Out of thousands of business plans Greylock sees each year, only 20 or so make it to a full partnership meeting. Of those, only half get funded.

The alternate title comes from Nirav:

For a startup, getting Greylock’s backing means more than just an infusion of cash. “It’s like your company’s been blessed by the pope,” says Nirav Tolia, founder of Nextdoor, a social media site that got funded by Greylock two years ago. When that news got out, he was flooded with offers from other VCs wanting to get into the deal. “Firms will say, ‘I don’t even know what Nextdoor is, but I know David Sze is on the board, so I am going to write a check.’”

What firms are those??

| Your task |
Could you duplicate the Greylock passage between "The alternate title" and "firms are those??", inclusive? Rely on the Greylock passage alone.

[Items in a dataset listing]
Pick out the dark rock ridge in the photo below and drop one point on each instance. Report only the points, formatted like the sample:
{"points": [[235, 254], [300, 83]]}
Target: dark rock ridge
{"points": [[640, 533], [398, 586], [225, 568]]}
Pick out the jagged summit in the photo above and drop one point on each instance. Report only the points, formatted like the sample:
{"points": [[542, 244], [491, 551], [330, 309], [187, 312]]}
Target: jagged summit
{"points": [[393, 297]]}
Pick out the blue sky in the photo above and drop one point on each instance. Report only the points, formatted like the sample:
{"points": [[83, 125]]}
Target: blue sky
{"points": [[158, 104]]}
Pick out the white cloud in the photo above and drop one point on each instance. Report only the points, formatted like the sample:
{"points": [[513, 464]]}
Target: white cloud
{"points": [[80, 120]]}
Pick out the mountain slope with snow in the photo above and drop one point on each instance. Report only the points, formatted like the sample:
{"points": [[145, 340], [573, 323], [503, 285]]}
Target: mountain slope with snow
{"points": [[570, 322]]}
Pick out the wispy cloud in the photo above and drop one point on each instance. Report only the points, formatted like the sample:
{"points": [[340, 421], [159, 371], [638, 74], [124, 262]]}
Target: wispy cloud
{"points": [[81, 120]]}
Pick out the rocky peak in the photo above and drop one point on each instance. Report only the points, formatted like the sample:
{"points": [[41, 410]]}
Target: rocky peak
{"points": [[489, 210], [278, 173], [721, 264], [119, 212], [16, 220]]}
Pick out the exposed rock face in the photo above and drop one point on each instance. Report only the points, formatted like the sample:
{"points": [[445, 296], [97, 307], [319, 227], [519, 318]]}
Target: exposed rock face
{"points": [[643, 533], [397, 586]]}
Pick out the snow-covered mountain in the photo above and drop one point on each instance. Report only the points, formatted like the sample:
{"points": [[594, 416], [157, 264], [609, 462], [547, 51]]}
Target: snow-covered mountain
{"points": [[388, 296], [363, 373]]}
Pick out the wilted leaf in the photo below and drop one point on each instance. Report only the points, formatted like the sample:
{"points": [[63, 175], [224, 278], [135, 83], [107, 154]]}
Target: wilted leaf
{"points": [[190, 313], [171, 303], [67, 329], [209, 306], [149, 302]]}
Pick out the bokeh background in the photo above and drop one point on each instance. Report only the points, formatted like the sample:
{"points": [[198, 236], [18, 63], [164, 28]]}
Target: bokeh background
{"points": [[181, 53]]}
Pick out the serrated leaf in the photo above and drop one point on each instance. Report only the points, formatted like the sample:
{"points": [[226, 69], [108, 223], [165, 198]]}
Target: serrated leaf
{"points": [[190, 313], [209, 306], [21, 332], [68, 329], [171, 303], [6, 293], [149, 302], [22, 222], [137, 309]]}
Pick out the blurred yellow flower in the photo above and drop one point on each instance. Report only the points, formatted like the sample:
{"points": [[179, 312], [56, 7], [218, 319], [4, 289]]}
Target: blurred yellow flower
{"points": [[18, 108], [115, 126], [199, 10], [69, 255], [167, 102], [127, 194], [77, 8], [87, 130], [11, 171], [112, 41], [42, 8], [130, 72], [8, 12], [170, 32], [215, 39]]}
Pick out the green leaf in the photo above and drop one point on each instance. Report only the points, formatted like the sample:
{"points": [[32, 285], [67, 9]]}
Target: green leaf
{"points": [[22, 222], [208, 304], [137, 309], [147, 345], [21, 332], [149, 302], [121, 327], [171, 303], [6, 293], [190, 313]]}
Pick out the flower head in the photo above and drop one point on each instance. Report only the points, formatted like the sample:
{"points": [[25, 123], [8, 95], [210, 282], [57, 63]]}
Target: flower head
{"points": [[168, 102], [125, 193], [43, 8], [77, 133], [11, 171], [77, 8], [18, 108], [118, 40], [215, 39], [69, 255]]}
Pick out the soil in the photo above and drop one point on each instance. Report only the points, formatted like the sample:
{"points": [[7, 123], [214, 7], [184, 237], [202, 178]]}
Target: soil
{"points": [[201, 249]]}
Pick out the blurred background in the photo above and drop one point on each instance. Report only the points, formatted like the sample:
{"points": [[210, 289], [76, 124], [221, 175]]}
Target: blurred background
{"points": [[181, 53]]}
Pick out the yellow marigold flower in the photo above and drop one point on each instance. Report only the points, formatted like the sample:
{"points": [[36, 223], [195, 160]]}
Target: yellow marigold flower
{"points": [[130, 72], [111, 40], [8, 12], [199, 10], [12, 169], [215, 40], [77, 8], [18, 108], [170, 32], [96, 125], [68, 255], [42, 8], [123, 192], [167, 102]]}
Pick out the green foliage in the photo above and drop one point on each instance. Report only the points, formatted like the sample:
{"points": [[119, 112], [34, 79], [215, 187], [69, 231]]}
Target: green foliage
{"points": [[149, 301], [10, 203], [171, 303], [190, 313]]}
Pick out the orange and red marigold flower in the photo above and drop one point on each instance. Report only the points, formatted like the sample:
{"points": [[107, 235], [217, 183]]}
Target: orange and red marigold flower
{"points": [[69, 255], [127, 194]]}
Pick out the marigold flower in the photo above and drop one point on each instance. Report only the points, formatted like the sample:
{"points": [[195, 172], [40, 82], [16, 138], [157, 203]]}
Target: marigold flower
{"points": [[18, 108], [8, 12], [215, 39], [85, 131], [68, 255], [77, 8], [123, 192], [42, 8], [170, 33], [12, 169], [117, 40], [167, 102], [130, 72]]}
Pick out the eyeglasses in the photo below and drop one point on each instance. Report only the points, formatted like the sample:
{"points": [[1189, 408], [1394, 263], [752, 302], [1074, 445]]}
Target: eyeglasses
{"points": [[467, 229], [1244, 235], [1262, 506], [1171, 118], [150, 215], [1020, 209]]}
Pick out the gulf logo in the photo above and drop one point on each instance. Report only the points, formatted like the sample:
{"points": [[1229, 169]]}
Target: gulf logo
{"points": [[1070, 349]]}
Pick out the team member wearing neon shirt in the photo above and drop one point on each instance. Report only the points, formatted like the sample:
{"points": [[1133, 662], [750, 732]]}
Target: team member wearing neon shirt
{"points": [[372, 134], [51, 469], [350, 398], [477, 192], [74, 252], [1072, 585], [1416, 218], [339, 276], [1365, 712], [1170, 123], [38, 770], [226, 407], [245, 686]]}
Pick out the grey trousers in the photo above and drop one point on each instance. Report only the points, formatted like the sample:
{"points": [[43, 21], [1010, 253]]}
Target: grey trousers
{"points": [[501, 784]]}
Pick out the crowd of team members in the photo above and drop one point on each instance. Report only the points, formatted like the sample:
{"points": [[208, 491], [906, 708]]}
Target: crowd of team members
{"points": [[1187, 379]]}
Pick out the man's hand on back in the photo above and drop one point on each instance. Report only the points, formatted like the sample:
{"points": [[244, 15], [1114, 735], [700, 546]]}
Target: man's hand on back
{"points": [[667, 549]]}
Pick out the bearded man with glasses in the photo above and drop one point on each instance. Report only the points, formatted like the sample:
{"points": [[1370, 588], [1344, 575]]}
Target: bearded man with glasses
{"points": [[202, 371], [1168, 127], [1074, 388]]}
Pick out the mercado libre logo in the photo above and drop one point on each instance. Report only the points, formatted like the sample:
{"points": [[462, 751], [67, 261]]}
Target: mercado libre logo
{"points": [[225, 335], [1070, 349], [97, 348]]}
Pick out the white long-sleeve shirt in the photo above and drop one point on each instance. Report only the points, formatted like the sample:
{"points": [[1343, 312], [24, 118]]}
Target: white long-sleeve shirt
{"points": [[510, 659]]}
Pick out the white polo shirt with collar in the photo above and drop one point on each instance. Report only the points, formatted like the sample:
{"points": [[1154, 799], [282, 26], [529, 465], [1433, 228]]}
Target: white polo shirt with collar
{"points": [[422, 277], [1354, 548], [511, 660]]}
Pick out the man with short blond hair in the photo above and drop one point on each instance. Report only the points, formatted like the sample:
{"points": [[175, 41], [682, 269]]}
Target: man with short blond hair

| Reply to the exercise |
The alternate title comes from Nirav:

For a startup, getting Greylock’s backing means more than just an infusion of cash. “It’s like your company’s been blessed by the pope,” says Nirav Tolia, founder of Nextdoor, a social media site that got funded by Greylock two years ago. When that news got out, he was flooded with offers from other VCs wanting to get into the deal. “Firms will say, ‘I don’t even know what Nextdoor is, but I know David Sze is on the board, so I am going to write a check.’”

What firms are those??